JOB 1 - According to the commentary on Biden's remarks, where did Biden make his comments about U.S. allies and ISIS?
JOB 2 - Rewrite the part of the commentary on Biden's remarks between "Only weeks ago" and "at Harvard University?", inclusive, putting "crowd" in place of "audience".
JOB 3 - Write the next part of the commentary on Biden's remarks, picking up after its final sentence.

TEXT PASSAGE -
··········
Biden made comments that most Americans might find shocking—that U.S. allies in the Middle East sponsored the rise of ISIS—during an appearance last week at the John F. Kennedy School of Government at Harvard University. Of course, he left out America’s role in all of this, which is well documented.
Only weeks ago saying such things as Biden just admitted would elicit responses of shock and disbelief as any proponent of such inconvenient facts would be dismissed as a “conspiracy theorist” in polite and official circles. But now what to do when the Vice President of the United States admits the truth in a calm, articulate manner while providing broad geopolitical context to a large audience at Harvard University?
This was no singular gaffe, as some mainstream pundits are already claiming, but as is obvious from the video, the comments were accompanied by a thought out, careful analysis multiple minutes in length. What to do when the #2 executive exposes the executive branch’s own narrative on Syria and ISIS to be a lie (or rather, propaganda consciously tailored for the masses)?
··········
EXCERPTED DATA -

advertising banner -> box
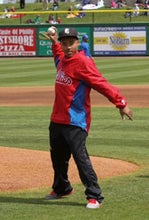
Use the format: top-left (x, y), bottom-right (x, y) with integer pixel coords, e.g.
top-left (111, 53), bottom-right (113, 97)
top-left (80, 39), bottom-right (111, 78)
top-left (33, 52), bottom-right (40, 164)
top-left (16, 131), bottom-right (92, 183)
top-left (37, 27), bottom-right (91, 56)
top-left (93, 26), bottom-right (147, 55)
top-left (0, 28), bottom-right (36, 56)
top-left (0, 0), bottom-right (16, 4)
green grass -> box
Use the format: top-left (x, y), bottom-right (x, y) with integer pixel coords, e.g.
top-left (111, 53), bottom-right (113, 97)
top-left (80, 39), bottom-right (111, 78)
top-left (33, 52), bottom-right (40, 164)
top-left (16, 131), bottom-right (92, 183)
top-left (0, 107), bottom-right (149, 220)
top-left (0, 57), bottom-right (149, 87)
top-left (0, 0), bottom-right (148, 25)
top-left (0, 57), bottom-right (149, 220)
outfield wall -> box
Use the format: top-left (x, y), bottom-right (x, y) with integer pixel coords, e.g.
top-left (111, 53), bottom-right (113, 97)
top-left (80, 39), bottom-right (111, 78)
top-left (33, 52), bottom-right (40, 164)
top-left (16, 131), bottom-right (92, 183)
top-left (0, 23), bottom-right (149, 57)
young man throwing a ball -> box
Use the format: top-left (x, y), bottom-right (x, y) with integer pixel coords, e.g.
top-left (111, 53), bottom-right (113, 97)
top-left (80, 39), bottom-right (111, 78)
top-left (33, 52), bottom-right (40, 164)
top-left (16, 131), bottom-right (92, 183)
top-left (45, 28), bottom-right (133, 209)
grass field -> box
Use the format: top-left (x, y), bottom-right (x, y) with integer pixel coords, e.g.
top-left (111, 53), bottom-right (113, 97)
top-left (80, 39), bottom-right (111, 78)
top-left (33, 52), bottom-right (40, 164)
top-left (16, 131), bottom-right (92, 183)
top-left (0, 0), bottom-right (148, 25)
top-left (0, 57), bottom-right (149, 220)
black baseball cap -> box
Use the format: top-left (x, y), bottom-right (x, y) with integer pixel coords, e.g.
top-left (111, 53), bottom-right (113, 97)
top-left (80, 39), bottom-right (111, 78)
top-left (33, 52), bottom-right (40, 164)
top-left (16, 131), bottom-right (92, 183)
top-left (58, 28), bottom-right (79, 40)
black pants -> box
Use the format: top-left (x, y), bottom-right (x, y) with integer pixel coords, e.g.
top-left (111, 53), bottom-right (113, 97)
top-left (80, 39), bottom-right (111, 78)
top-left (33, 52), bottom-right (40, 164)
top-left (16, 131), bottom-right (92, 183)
top-left (49, 122), bottom-right (103, 202)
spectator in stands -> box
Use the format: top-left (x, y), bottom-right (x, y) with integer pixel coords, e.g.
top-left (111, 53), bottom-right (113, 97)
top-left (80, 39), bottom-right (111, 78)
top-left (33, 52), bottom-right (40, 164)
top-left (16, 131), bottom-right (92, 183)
top-left (124, 7), bottom-right (132, 18)
top-left (132, 4), bottom-right (140, 17)
top-left (20, 0), bottom-right (25, 9)
top-left (136, 0), bottom-right (144, 7)
top-left (111, 0), bottom-right (118, 8)
top-left (42, 0), bottom-right (49, 10)
top-left (143, 4), bottom-right (149, 16)
top-left (116, 0), bottom-right (127, 8)
top-left (53, 0), bottom-right (59, 11)
top-left (10, 6), bottom-right (16, 12)
top-left (33, 14), bottom-right (41, 24)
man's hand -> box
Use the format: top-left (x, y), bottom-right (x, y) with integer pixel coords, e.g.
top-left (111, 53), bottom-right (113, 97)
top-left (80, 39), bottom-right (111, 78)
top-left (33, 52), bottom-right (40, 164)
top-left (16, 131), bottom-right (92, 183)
top-left (119, 106), bottom-right (133, 121)
top-left (47, 26), bottom-right (58, 43)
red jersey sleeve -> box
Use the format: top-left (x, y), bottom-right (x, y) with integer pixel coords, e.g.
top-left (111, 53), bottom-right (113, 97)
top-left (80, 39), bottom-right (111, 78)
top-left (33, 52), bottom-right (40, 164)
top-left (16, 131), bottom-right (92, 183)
top-left (79, 58), bottom-right (127, 108)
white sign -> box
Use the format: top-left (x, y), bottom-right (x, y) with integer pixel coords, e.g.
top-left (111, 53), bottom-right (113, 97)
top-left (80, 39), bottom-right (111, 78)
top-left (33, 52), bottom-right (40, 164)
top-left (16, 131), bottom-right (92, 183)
top-left (93, 26), bottom-right (146, 55)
··········
TASK RESPONSE 1 - At the John F. Kennedy School of Government at Harvard University.

TASK RESPONSE 2 -
Only weeks ago saying such things as Biden just admitted would elicit responses of shock and disbelief as any proponent of such inconvenient facts would be dismissed as a “conspiracy theorist” in polite and official circles. But now what to do when the Vice President of the United States admits the truth in a calm, articulate manner while providing broad geopolitical context to a large crowd at Harvard University?

TASK RESPONSE 3 -
Just last week, State Department spokeswoman Jen Psaki blamed the Assad government for the rise of ISIS. Mainstream media has, over the past half-year, presented ISIS as if it merely came out of a vacuum, with no attempt to inform the public about its origins or battlefield alliances.
One striking aspect of Biden’s frank comments is that he implies that the arming of ISIS and other Al-Qaeda terrorists took place over a long period of time. Biden is giving a “long view” of the Syria conflict.
Americans should pause and remember the simplistic “Syria narrative” we’ve been spoon-fed over the past years. Isn’t it time to reevaluate everything we’ve ever been told about Syria?
As early as 2011 I would try to talk to fellow Americans about what was really happening in Syria. I would often simply try to convey what Joe Biden has now confirmed: that the U.S. regional alliance is funding a terror insurgency in Syria for the sake of toppling Assad.
No one wanted to hear it. For some, I was “tainted” due to my traveling and living inside Syria over multiple years, as this must have made me “biased” (of course it was they that must have known better while listening to blonde bimbo reporters on FOX, CNN, NBC, etc…!).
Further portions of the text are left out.